_WORK TO DO_.
Everything from the line with "find man's eye |" through the last line of the records below should be copied exactly, both ends included.
--------
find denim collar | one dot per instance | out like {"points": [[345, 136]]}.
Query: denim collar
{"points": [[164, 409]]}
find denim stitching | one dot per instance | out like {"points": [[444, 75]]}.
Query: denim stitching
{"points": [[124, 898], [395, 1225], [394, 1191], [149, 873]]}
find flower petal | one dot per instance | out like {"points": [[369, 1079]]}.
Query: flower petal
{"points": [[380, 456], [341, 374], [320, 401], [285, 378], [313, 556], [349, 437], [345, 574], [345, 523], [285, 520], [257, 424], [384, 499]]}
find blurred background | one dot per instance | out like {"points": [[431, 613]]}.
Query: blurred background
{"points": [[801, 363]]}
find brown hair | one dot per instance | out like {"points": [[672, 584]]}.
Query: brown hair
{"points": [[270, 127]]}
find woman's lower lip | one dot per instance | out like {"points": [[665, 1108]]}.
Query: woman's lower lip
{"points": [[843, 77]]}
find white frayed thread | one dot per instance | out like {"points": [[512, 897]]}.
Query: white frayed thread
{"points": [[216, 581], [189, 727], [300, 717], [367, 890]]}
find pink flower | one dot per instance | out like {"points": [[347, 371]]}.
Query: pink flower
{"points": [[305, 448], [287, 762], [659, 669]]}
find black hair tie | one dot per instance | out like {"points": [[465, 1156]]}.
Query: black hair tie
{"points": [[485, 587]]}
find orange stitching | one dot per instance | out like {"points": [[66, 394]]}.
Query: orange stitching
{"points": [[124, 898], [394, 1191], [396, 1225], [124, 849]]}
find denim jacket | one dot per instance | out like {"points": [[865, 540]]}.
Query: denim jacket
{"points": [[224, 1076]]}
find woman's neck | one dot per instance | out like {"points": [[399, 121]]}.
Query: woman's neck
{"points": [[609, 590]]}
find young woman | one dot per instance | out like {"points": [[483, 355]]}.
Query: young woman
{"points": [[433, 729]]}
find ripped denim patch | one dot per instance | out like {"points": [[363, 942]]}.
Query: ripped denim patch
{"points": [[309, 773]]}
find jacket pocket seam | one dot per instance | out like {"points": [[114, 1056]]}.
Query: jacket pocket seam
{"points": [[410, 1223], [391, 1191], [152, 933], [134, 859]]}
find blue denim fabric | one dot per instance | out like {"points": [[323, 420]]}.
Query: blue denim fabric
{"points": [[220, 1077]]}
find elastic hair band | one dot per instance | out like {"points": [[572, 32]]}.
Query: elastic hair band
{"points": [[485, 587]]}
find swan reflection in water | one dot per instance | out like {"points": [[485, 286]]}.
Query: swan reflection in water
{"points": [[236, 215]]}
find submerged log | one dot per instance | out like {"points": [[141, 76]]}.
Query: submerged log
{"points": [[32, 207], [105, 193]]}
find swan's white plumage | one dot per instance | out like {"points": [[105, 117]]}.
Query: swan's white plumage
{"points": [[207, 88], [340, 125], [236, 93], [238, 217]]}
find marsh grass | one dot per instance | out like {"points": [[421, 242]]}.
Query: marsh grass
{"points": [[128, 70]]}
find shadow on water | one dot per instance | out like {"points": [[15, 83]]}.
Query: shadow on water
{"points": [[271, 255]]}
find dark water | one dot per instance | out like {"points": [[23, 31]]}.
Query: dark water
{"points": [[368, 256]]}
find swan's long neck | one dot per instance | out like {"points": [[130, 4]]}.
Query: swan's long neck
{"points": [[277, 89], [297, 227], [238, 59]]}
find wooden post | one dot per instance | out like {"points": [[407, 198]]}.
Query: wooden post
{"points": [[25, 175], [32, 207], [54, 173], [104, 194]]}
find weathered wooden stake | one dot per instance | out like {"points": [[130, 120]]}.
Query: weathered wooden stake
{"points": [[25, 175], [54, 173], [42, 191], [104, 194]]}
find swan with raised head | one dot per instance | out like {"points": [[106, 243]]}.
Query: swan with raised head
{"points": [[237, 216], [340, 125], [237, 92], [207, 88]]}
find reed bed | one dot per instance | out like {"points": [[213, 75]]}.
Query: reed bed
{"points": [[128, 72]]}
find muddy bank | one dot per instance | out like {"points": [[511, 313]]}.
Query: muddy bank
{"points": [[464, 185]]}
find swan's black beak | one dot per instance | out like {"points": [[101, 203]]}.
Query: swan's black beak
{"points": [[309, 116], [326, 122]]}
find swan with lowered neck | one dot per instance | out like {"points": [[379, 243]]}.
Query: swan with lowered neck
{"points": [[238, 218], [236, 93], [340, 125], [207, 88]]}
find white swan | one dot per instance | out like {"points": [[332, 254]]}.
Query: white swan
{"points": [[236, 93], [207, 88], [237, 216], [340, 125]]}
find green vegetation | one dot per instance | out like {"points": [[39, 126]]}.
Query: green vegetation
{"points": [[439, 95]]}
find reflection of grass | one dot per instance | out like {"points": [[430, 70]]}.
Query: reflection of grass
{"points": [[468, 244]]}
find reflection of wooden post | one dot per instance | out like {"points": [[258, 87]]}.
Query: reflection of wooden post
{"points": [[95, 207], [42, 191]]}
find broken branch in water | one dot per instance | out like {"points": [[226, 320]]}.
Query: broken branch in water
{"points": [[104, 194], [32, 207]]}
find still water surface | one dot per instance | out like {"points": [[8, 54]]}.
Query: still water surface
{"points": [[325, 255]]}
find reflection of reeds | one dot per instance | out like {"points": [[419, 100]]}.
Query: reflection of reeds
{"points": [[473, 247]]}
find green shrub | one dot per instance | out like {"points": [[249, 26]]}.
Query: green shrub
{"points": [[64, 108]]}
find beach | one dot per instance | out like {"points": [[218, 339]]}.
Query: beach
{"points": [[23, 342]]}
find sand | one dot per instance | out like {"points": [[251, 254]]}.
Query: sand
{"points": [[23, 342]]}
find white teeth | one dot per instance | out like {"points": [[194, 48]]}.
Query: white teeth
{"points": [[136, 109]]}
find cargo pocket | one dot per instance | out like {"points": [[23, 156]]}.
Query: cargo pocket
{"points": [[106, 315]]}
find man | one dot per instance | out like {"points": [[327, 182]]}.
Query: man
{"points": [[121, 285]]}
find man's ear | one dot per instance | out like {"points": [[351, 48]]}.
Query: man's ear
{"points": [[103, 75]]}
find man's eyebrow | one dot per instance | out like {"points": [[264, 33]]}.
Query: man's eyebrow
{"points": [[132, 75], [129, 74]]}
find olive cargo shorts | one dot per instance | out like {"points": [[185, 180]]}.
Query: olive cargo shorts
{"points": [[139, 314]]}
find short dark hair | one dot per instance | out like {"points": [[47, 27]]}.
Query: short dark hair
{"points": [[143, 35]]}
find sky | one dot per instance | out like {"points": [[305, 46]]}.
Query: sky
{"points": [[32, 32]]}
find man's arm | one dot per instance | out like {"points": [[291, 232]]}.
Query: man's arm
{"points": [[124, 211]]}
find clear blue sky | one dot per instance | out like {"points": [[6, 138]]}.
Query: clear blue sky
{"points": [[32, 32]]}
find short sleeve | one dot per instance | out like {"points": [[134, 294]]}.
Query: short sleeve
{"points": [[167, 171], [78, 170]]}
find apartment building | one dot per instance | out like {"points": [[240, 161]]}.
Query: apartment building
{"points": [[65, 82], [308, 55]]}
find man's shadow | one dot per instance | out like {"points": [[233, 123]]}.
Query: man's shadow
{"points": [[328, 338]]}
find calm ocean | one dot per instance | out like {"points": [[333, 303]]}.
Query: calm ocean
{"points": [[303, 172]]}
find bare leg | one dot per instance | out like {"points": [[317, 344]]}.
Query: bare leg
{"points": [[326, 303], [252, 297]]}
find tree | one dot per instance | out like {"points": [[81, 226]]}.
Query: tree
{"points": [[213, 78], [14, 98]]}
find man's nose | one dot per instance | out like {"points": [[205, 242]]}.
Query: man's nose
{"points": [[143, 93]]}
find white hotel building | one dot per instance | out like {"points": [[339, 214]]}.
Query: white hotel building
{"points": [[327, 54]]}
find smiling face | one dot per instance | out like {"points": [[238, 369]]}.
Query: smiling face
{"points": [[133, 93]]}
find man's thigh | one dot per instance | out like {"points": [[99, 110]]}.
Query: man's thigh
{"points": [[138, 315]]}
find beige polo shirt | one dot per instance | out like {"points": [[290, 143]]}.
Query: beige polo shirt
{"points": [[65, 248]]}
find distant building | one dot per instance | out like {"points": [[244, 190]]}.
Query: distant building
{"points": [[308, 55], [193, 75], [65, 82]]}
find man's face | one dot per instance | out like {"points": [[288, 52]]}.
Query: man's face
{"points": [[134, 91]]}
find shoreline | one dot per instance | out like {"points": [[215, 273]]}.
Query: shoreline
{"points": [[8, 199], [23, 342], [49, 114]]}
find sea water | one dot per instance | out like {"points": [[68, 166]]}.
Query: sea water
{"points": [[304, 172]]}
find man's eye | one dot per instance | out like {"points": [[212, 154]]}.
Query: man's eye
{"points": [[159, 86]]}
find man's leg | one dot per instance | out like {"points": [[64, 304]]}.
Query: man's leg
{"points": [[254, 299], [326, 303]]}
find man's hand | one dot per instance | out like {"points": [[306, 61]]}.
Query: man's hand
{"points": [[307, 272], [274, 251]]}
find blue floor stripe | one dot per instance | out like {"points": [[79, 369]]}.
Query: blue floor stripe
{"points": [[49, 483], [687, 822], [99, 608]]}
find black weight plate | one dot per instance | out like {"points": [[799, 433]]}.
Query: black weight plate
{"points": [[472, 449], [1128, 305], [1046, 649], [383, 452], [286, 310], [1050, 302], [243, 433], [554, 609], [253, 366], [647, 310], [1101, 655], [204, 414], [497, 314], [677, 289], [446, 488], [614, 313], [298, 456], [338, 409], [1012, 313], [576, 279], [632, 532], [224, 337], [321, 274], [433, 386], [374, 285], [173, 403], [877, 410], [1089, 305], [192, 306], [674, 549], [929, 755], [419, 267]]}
--------
_FINISHED TASK_.
find man's eye | one dot per instance | out like {"points": [[212, 154]]}.
Query: man's eye
{"points": [[159, 86]]}
find man's leg | one dot per instance | out like {"points": [[64, 304]]}.
Query: man's leg
{"points": [[254, 299], [326, 303]]}
find man's hand | one dot per instance | out like {"points": [[306, 61]]}.
Query: man's hand
{"points": [[307, 272], [274, 251]]}
find blue floor stripe | one dot per instance | out like {"points": [[79, 369]]}.
Query: blue floor stripe
{"points": [[49, 483], [687, 822], [99, 608]]}
find black weight plate | one dot per instance | out like {"points": [[799, 433]]}.
Query: black weight plate
{"points": [[472, 449], [1128, 305], [1046, 649], [383, 452], [286, 310], [1050, 302], [243, 433], [554, 609], [253, 366], [647, 310], [1101, 655], [204, 414], [497, 314], [677, 289], [446, 488], [614, 313], [298, 456], [338, 409], [1012, 313], [576, 279], [632, 532], [224, 337], [321, 274], [433, 386], [374, 285], [173, 403], [877, 410], [1089, 305], [192, 306], [674, 549], [929, 755], [419, 267]]}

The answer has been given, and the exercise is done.